Copy every line of the data below word for word, leaving nothing out.

**EXTRACTED DATA:**
= = = = =

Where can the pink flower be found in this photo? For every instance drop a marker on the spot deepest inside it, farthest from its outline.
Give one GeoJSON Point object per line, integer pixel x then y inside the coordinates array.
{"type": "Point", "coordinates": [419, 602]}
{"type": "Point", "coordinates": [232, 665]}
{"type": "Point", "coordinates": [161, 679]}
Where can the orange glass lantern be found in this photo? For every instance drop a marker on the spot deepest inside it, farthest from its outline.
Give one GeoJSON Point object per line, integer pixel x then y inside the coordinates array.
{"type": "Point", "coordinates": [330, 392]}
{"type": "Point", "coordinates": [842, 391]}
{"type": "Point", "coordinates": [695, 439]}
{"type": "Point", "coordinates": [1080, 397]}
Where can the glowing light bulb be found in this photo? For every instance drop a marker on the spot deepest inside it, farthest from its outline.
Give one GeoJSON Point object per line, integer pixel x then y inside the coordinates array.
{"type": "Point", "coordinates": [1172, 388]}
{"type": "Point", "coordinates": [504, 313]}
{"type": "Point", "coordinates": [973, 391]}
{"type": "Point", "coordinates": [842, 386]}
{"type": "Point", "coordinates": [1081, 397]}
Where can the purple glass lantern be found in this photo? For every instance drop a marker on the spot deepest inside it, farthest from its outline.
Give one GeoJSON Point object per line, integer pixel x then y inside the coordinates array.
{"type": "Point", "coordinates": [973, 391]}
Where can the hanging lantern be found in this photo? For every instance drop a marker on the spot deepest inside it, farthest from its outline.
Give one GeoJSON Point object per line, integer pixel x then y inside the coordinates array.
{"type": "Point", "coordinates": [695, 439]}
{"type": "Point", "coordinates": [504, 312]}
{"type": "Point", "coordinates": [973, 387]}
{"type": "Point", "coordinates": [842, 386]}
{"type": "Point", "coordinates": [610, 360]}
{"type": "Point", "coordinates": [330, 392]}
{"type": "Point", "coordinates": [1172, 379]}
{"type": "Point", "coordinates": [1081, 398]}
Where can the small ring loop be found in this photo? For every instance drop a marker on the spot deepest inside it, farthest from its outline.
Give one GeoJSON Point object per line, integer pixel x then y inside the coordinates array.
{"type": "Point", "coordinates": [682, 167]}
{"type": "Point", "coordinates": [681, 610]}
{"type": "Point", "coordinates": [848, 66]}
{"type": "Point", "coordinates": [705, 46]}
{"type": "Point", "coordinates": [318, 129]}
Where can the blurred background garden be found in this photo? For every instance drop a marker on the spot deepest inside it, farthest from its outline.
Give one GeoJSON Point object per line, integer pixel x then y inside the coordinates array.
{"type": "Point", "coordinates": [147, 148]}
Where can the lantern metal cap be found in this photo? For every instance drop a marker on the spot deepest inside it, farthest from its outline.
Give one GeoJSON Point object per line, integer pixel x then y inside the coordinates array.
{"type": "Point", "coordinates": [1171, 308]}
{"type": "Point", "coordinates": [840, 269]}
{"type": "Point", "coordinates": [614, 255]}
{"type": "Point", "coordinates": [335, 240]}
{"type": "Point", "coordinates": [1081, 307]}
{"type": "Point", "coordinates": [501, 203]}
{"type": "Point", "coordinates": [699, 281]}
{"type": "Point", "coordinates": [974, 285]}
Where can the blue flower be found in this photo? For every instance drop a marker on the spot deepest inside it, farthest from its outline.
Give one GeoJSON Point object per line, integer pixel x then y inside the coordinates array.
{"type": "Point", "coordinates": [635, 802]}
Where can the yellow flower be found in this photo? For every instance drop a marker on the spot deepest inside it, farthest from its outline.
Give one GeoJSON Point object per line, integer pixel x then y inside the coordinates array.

= = = = =

**RESPONSE TO THE EXERCISE:**
Where can the pink flower be found in this photo? For every instance drop a marker on the spot deepest inside it, farthest from its outline.
Give one GeoJSON Point object per line, integer pixel x then y inside the coordinates array.
{"type": "Point", "coordinates": [419, 602]}
{"type": "Point", "coordinates": [232, 665]}
{"type": "Point", "coordinates": [161, 679]}
Where can the orange glass lantern be found in this photo? For every instance drop a marker on the spot deepest inside it, farthest from its outline.
Give one GeoJSON Point object per line, integer pixel x then y inside the coordinates array.
{"type": "Point", "coordinates": [330, 392]}
{"type": "Point", "coordinates": [842, 391]}
{"type": "Point", "coordinates": [695, 439]}
{"type": "Point", "coordinates": [1080, 397]}
Where can the glowing light bulb be found in this photo? For every instance drop a marker on the spot deepest inside it, farthest from its outline.
Give one GeoJSON Point object per line, integer pixel x then y inside the coordinates array.
{"type": "Point", "coordinates": [1172, 388]}
{"type": "Point", "coordinates": [504, 313]}
{"type": "Point", "coordinates": [973, 391]}
{"type": "Point", "coordinates": [842, 386]}
{"type": "Point", "coordinates": [1081, 397]}
Where can the purple glass lantern be found in this photo? For every instance drop a marker on the spot deepest inside it, farthest from its outline.
Give one GeoJSON Point object per line, integer pixel x then y inside the coordinates array.
{"type": "Point", "coordinates": [973, 391]}
Where can the hanging lantern be found in this photo? For every instance drop a marker on the spot deepest inside it, farthest from its outline.
Give one GeoJSON Point object per line, integer pixel x then y inside the coordinates array.
{"type": "Point", "coordinates": [695, 439]}
{"type": "Point", "coordinates": [504, 312]}
{"type": "Point", "coordinates": [973, 387]}
{"type": "Point", "coordinates": [842, 386]}
{"type": "Point", "coordinates": [610, 360]}
{"type": "Point", "coordinates": [330, 392]}
{"type": "Point", "coordinates": [1172, 379]}
{"type": "Point", "coordinates": [1081, 398]}
Where can the small ring loop be found in this photo? For every instance drop a marker on the spot deepest inside it, farthest from its outline.
Give one GeoJSON Point object per line, integer pixel x then y inside the coordinates array.
{"type": "Point", "coordinates": [682, 167]}
{"type": "Point", "coordinates": [681, 610]}
{"type": "Point", "coordinates": [848, 66]}
{"type": "Point", "coordinates": [705, 46]}
{"type": "Point", "coordinates": [318, 129]}
Where can the blurred background garden be found in this photo? For every instance drop a marker on the spot deepest inside it, farthest from its outline.
Give one GeoJSON Point object per line, integer pixel x then y inside the coordinates array.
{"type": "Point", "coordinates": [147, 148]}
Where can the lantern metal cap be found in this photo? For every instance drop a marker on the spot deepest inside it, farthest from its outline.
Give one GeoJSON Point object per line, integer pixel x then y inside the coordinates array.
{"type": "Point", "coordinates": [1171, 308]}
{"type": "Point", "coordinates": [840, 269]}
{"type": "Point", "coordinates": [614, 255]}
{"type": "Point", "coordinates": [335, 240]}
{"type": "Point", "coordinates": [1081, 307]}
{"type": "Point", "coordinates": [501, 203]}
{"type": "Point", "coordinates": [699, 281]}
{"type": "Point", "coordinates": [974, 285]}
Where can the blue flower be found in this photo? For every instance drop a marker on the spot deepest inside it, farthest from its outline.
Give one GeoJSON Point object per line, integer pixel x then y inside the coordinates array.
{"type": "Point", "coordinates": [635, 802]}
Where can the yellow flower be found in this photo? For every instance drop a marker on the spot deepest inside it, farthest from its outline.
Give one GeoJSON Point object per line, integer pixel x then y inside the coordinates array.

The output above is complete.